Voice Control (wit.ai) - My progress/setup + Tips/advice needed

danielwalters86 · September 23, 2015, 11:37am

@Nicholas_Waterton you mentioned you tried natural language processing but it didn’t work out well - what did you try?

Later on I’ll post my complete setup which is functional for turning items or groups on or off as required and I’m hoping to extend it to be used with other commands.

There are still things I think could be improved though (maybe writing a binding to communicate with wit.ai instead of using a script).

@Kai are we able to use the REST API through my.openhab?

Kai · September 23, 2015, 11:49am

Yes, simply at https://my.openhab.org/rest/

Nicholas_Waterton · September 23, 2015, 1:22pm

I have a server written in python that I use for general things. I was sending the stt text there, processing it and sending on to openhab.

So I tried a few python libraries (and some on-line tests). NLTK was one (I think, it was a while back). And there was a python fuzzy logic library (which actually worked the best) this was fuzzywuzzy (see here https://github.com/seatgeek/fuzzywuzzy.

I found that NLTK was way too complicated, involved a “training database” most of the time, and was very focused on the mathematics of language processing (rather than figuring out what was meant vs what was said). What you got back was a list (or dictionary) of key words - which is what I was starting with anyway.

Really all I wanted was the noun and the verb. I decided that as I had a very limited subset of targets (ie lights and such) and a limited range of actions (ON, OFF, numbers etc), all I had to do was identify the key words and ignore the rest.

I also wanted to get rid of the send/receive from python server thing (too many links makes things fragile), so I had to implement it in openhabs “limited subset of a language similar to java” which I know nothing about, and has no debugging tools. How hard could it be?

______________________________

◆ **Exercise**: Rewrite the voice control thread between "I have a server" and "starting with anyway.", inclusive, using "speech-to-text output" in place of "stt text".

______________________________

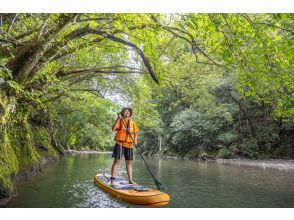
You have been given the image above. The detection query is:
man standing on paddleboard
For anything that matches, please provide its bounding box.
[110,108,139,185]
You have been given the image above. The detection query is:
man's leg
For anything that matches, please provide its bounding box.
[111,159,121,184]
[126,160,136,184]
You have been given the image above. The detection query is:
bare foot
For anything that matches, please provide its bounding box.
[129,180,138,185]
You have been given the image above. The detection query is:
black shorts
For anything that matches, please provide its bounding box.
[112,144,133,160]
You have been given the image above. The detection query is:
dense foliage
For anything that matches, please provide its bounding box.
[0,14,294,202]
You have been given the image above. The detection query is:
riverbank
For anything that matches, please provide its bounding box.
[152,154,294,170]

______________________________

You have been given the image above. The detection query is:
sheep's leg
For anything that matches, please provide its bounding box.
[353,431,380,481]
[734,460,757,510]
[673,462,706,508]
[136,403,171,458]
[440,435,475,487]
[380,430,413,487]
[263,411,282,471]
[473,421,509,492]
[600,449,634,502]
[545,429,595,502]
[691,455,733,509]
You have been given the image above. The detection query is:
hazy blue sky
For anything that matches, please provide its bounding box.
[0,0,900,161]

______________________________

◆ **Answer to this task**:
I have a server written in python that I use for general things. I was sending the speech-to-text output there, processing it and sending on to openhab.

So I tried a few python libraries (and some on-line tests). NLTK was one (I think, it was a while back). And there was a python fuzzy logic library (which actually worked the best) this was fuzzywuzzy (see here https://github.com/seatgeek/fuzzywuzzy.

I found that NLTK was way too complicated, involved a “training database” most of the time, and was very focused on the mathematics of language processing (rather than figuring out what was meant vs what was said). What you got back was a list (or dictionary) of key words - which is what I was starting with anyway.